How not to design a new housing development if you want the residents to cycle

Last week:

Glasgow City Council’s Executive Committee has today (25 September, 2014) approved the next steps required to deliver the £250million regeneration of the Sighthill area of the city.

Before I pour scorn on the council’s latest attempt to “regenerate” the city, let me take you back to June 2013. That was when a number of Scottish politicians, including Transport Minister Keith Brown and Glasgow “cycling czar” Frank McAveety, went on a junket to the Netherlands to learn about cycling. Keith reckoned he could “discuss and share ideas” with the Dutch, which is laughable – the cycle path to enlightenment is one-way. But it wasn’t all bad, because our man Frank was on our side! When he got back he was coming out with stuff like this:

We need to raise our aspirations. In places like Houten people cycle and never see a car. Toddlers cycle, pensioners cycle, the environment’s safe. The main form of transport is cycling.

Frank had the idea that the transport network in Sighthill should be designed along Dutch principles. Archie Graham was also thinking big thoughts. Needless to say, this was all music to my ears. Finally, I thought, somebody with a bit of vision!

Continual disappointment is an occupational hazard of living in Glasgow, and it wasn’t long before the dream came crashing down. When the planning application (the source of all the drawings and information below) for the new Sighthill was published it became quite clear that the valuable lessons from the Netherlands have had not the slightest influence on the design. In fact, the council have come up with something that’s basically the opposite of what the Dutch do. Provision for cycling is crap and cars are invited into every corner. As far as I know, the plans I’m about to discuss are the same ones that have just been approved. If anyone is aware of any changes that have been made, please feel free to leave a comment.

Now, I’ve drawn some coloured lines on this plan to highlight particular areas of interest.


The yellow road is the existing Pinkston Road. It’s a bus route, so it obviously requires cycle tracks, but these are not proposed. The blue road is (mostly) new – it will link up to a new road bridge (replacing an existing pedestrian bridge) over the railway line. There will probably be very significant volumes of motor traffic here, especially if the stated aim of “regenerating” north Glasgow is achieved – but, for some unfathomable reason, while the bridge will have a cycle track over it the rest of the road won’t. I would also expect a fair bit of through traffic on all the other roads – there’s nothing to stop it. The cycle route masterplan appears to show many pavements designated shared use. Ridiculous.

The red route is what they’re calling the “civic spine”. It shows some promise, but ultimately falls short. It starts on the edge of the city centre with a bridge over the M8:


It sure does look Iconic and World-Class, but WHY ARE THERE TREES ON IT? The stupidity on display here blows my mind. This will needlessly constrain the usable width and put pedestrians and cyclists into conflict.

□ □ □ □ □

§ **Requests**:
a) According to the article on cycling in the Sighthill development, what will the new road bridge over the railway line replace?
b) Extend the Sighthill cycling article past its final sentence, keeping the author's voice and viewpoint.
The listing that follows is separate material, unrelated to the article on the Sighthill development.

§ **Stored data**:
□ □ □ □ □

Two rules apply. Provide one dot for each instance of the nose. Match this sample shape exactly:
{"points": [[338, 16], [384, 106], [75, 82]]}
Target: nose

□ □ □ □ □

§ **Outputs for the tasks**:
a) It will replace an existing pedestrian bridge.

b)
The next bit of it is a street exclusively for pedestrians and cyclists, who will be accommodated on ample paths:




After that there’s a road with a (presumably bidirectional) cycle track. At 2.5 metres wide this track is totally inadequate – either it should be widened to 4 metres, or it should be made unidirectional with another 2.5-metre cycle track for the other direction on the other side of the street. Or both. Or maybe this shouldn’t be a road at all, but another pedestrian-and-cycle-only zone. Remember, this is a brand new development – there can be no excuses about there being “not enough space” here. It can all be laid out however the council chooses.


This is just nitpicking compared to what comes next.

The existing cycle tracks on Waterloo Street, Elderslie/Berkeley Streets, and London Road have priority over side roads, as will the planned cycle track through Tradeston. Whatever the other faults of these schemes, I did at least believe that the need for cycle tracks to have priority had finally been understood. It’s depressing, then, to see that cyclists on the Spine will apparently have to give way to drivers six times. This makes the route useless for utility cycling. The Spine should be what its name implies: THE main route through Sighthill. People cycling along it should have priority over every other route – both roads and paths – that crosses it.

The council have not forgotten to give pedestrians a good kick. The junction of the road leading into Sighthill with the Springburn Expressway is to be “upgraded”, with existing two-stage pedestrian crossings converted to three- and four-stage crossings – presumably to accommodate all the extra car journeys this car-centric development is going to generate.


The smoking gun can be found in the Traffic and Transport Section of the Environmental Statement. Therein is the prediction that the completed development will generate just 22 cycling trips in the morning peak – slightly over 1% of the total. Let’s put that another way: the cycling measures are known, expected, planned to fail.

The new Sighthill is just the latest in a long line of transport catastrophes in this city. There is not going to be mass cycling in Glasgow –  the current regime at the City Chambers is incapable of delivering the necessary conditions. We are as far from a civilised urban existence as we have ever been.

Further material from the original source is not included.